TO BE DONE: Output the data from the very start down to the line containing "[175,144,385,599]" as a two-column CSV with the headers text and answer, one row per text-and-answer pair. Put each field in quotes with any line breaks turned into spaces, and leave the pictures out.
_ _ _ _
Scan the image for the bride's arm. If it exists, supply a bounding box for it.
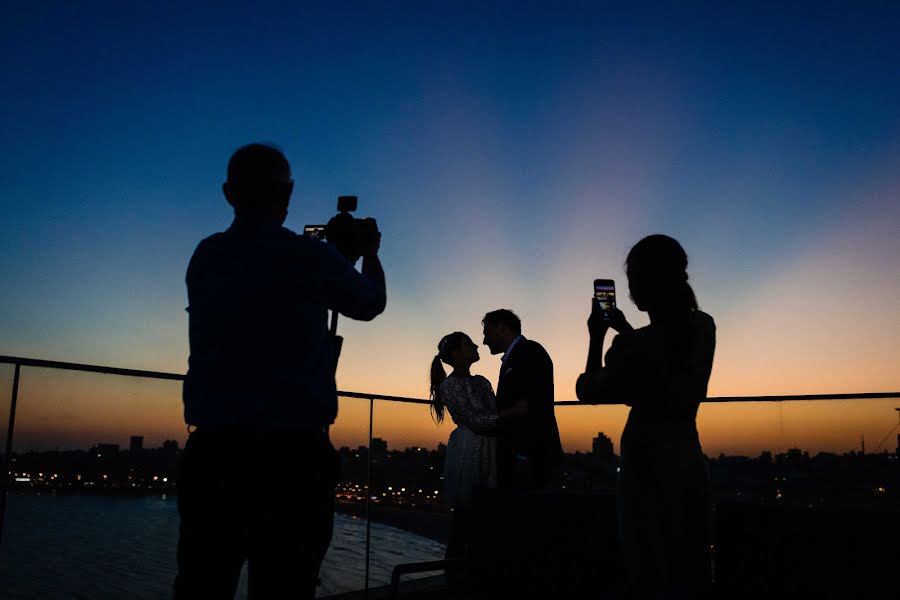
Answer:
[444,378,497,434]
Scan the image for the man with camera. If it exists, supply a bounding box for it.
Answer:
[175,144,385,599]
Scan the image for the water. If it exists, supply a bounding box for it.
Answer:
[0,494,444,600]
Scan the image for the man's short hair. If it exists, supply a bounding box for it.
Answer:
[228,144,291,186]
[481,308,522,335]
[228,143,292,210]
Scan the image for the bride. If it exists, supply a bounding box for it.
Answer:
[431,331,525,558]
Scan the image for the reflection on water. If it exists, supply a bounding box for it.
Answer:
[0,494,444,600]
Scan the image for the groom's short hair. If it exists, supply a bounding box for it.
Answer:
[481,308,522,335]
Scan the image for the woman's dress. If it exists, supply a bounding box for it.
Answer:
[440,375,497,508]
[606,311,715,591]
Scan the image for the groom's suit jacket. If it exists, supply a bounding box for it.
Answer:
[497,337,563,484]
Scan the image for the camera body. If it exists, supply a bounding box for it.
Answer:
[303,196,380,263]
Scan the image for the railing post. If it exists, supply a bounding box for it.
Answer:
[365,397,375,598]
[0,363,22,544]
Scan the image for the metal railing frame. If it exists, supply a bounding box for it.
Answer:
[0,356,900,594]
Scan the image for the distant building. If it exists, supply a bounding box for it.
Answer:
[91,444,119,456]
[591,431,615,458]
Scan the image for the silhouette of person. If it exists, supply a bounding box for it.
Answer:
[482,309,563,490]
[430,331,525,558]
[174,144,385,599]
[576,235,716,598]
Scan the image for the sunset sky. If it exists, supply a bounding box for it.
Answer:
[0,2,900,452]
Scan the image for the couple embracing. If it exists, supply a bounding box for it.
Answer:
[431,309,563,557]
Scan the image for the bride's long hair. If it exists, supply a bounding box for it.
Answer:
[429,331,469,425]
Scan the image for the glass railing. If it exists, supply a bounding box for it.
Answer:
[0,357,900,598]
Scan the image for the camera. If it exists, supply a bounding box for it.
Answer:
[303,196,381,263]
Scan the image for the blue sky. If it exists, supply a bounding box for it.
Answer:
[0,2,900,418]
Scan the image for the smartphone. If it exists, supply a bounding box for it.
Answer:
[594,279,616,321]
[303,225,325,242]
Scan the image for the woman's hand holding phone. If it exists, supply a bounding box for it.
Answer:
[588,300,634,336]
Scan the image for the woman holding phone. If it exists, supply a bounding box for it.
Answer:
[576,235,716,598]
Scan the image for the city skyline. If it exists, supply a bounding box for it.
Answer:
[0,2,900,451]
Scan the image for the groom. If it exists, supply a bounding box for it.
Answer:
[481,308,563,490]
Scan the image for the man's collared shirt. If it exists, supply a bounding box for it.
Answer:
[184,219,385,430]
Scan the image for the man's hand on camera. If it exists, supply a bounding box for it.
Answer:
[362,217,381,258]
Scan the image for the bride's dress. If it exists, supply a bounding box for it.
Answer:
[441,375,497,508]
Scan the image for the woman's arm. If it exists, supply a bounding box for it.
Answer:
[575,305,634,404]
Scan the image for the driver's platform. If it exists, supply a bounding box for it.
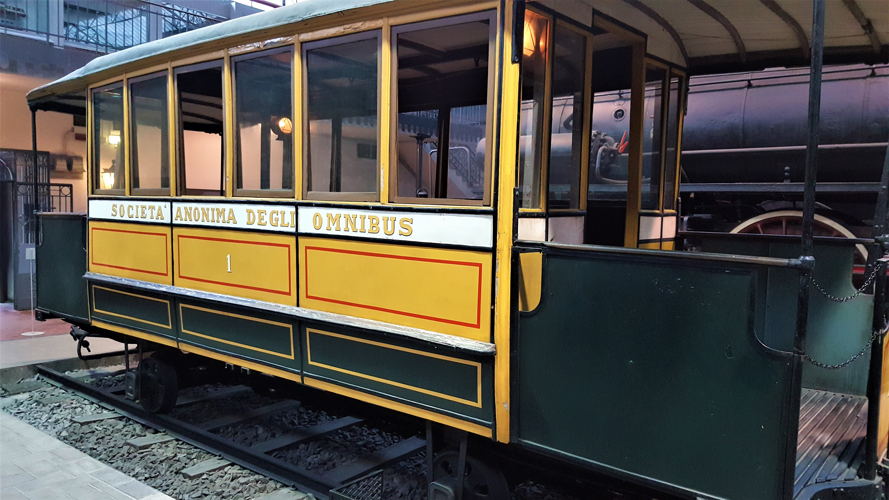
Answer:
[793,389,867,498]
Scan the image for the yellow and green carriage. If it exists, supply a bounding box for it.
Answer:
[28,0,889,498]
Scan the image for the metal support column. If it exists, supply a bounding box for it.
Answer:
[794,0,824,360]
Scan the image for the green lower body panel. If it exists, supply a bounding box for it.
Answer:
[177,300,302,372]
[512,245,799,499]
[81,281,494,434]
[37,213,89,323]
[89,283,177,340]
[304,325,493,426]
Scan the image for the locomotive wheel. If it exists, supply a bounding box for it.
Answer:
[730,210,867,265]
[432,451,510,500]
[139,357,179,413]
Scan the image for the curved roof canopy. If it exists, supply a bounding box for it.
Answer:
[28,0,889,111]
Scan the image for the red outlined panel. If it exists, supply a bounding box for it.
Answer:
[176,234,294,297]
[303,246,484,329]
[90,227,170,277]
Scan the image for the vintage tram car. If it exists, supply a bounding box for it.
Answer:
[28,0,889,498]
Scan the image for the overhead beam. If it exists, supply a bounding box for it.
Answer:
[759,0,809,59]
[688,0,747,62]
[624,0,688,66]
[843,0,885,54]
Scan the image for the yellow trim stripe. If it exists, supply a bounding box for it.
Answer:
[92,320,179,347]
[306,328,482,408]
[304,377,491,438]
[179,304,296,359]
[494,2,520,443]
[179,343,302,383]
[90,285,173,330]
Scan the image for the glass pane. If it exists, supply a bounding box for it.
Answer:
[664,75,682,210]
[130,75,170,189]
[588,44,633,203]
[233,49,293,190]
[305,36,379,194]
[642,66,667,210]
[176,62,224,196]
[93,85,124,189]
[396,15,491,200]
[547,26,586,209]
[518,10,550,208]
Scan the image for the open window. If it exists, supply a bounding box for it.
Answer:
[232,47,293,196]
[174,60,225,196]
[303,31,380,201]
[91,82,126,194]
[584,21,644,246]
[392,12,494,205]
[127,72,170,195]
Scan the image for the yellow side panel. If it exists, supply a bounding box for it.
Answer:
[299,237,491,342]
[519,252,543,312]
[89,221,172,285]
[173,227,296,305]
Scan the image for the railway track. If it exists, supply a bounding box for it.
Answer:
[37,366,426,499]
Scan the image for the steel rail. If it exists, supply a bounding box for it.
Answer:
[36,365,425,500]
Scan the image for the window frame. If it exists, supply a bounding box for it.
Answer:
[125,68,175,196]
[302,27,384,202]
[390,8,499,207]
[541,16,593,214]
[170,57,231,199]
[87,80,129,196]
[229,43,302,198]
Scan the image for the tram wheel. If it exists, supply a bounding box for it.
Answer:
[432,451,511,500]
[139,357,179,413]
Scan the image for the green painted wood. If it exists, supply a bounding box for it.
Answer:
[513,248,800,498]
[37,214,89,320]
[177,299,302,371]
[90,283,175,337]
[696,234,873,395]
[302,325,493,425]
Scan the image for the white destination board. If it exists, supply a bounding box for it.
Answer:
[299,206,494,248]
[172,201,296,233]
[89,200,170,224]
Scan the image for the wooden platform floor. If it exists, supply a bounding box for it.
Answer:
[793,389,867,497]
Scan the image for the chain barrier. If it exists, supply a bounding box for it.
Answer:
[802,261,889,370]
[803,327,889,370]
[810,265,883,303]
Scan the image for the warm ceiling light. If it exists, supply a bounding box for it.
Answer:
[102,169,114,189]
[278,116,293,135]
[522,19,537,57]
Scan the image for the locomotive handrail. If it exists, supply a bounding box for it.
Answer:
[678,231,874,246]
[516,240,805,269]
[83,272,496,356]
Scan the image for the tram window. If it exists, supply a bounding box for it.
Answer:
[303,31,380,200]
[128,73,170,194]
[642,65,667,210]
[92,83,125,193]
[232,47,293,196]
[547,24,586,209]
[588,41,633,201]
[175,61,224,196]
[518,10,552,208]
[664,72,683,210]
[393,14,493,203]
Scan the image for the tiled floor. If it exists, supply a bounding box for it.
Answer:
[0,412,170,500]
[0,302,71,340]
[0,303,123,368]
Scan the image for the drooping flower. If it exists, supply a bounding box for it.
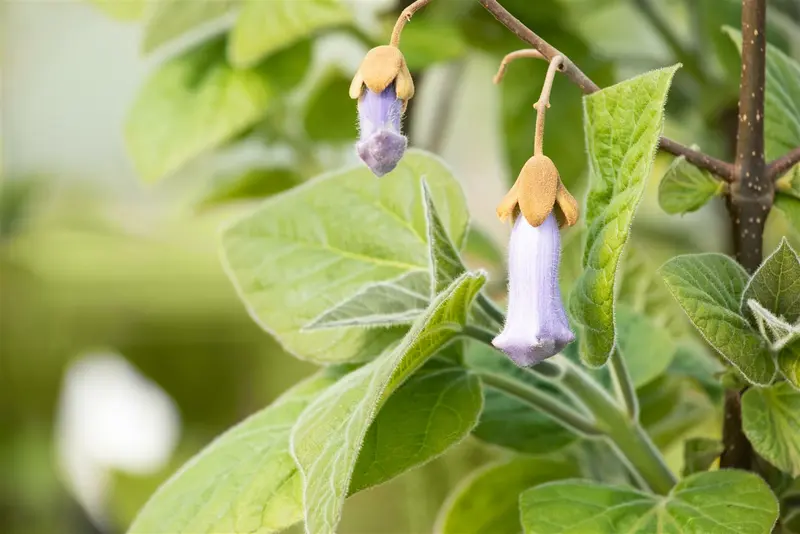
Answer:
[350,46,414,176]
[356,83,408,177]
[492,213,575,367]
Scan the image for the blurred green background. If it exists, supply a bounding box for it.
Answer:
[0,0,800,534]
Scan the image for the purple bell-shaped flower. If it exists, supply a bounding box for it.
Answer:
[356,83,408,176]
[492,212,575,367]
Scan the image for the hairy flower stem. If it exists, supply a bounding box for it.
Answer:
[389,0,431,47]
[556,357,677,495]
[533,56,563,156]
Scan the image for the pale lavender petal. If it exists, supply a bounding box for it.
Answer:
[492,214,575,367]
[356,83,408,177]
[358,83,403,141]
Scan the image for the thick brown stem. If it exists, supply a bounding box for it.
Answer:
[767,146,800,181]
[728,0,775,273]
[719,390,753,471]
[720,0,775,470]
[478,0,733,182]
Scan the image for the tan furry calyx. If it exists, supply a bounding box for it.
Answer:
[517,155,561,227]
[350,45,414,101]
[555,182,580,228]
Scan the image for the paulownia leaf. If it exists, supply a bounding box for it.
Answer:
[683,438,725,477]
[303,69,358,144]
[222,150,469,363]
[125,39,308,181]
[658,152,725,214]
[660,254,775,385]
[741,238,800,325]
[464,343,576,454]
[350,367,483,494]
[142,0,239,53]
[742,382,800,477]
[520,470,778,534]
[617,306,675,388]
[291,273,485,534]
[570,66,678,367]
[305,271,431,330]
[197,167,302,209]
[422,179,467,295]
[228,0,353,67]
[778,340,800,389]
[128,371,338,534]
[434,456,580,534]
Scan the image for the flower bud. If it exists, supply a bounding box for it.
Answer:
[356,83,408,177]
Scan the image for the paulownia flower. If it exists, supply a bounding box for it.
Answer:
[350,46,414,176]
[492,155,578,367]
[492,213,575,367]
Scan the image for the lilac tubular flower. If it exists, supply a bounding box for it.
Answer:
[492,213,575,367]
[356,82,408,177]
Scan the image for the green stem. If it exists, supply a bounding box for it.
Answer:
[476,371,600,436]
[476,293,506,326]
[609,349,639,421]
[561,359,677,495]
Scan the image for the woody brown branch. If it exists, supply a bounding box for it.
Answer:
[478,0,733,182]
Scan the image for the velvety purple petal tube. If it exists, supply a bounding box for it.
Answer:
[492,213,575,367]
[356,83,408,176]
_ _ _ _
RESPONSE TO THIS TASK:
text,answer
"Scan the image for the bride's arm. If it exists, supply a bounding box for it. Answer:","[444,378,497,434]"
"Scan the image for the man with camera. If it exists, supply a bounding box for it. Answer:","[175,144,385,599]"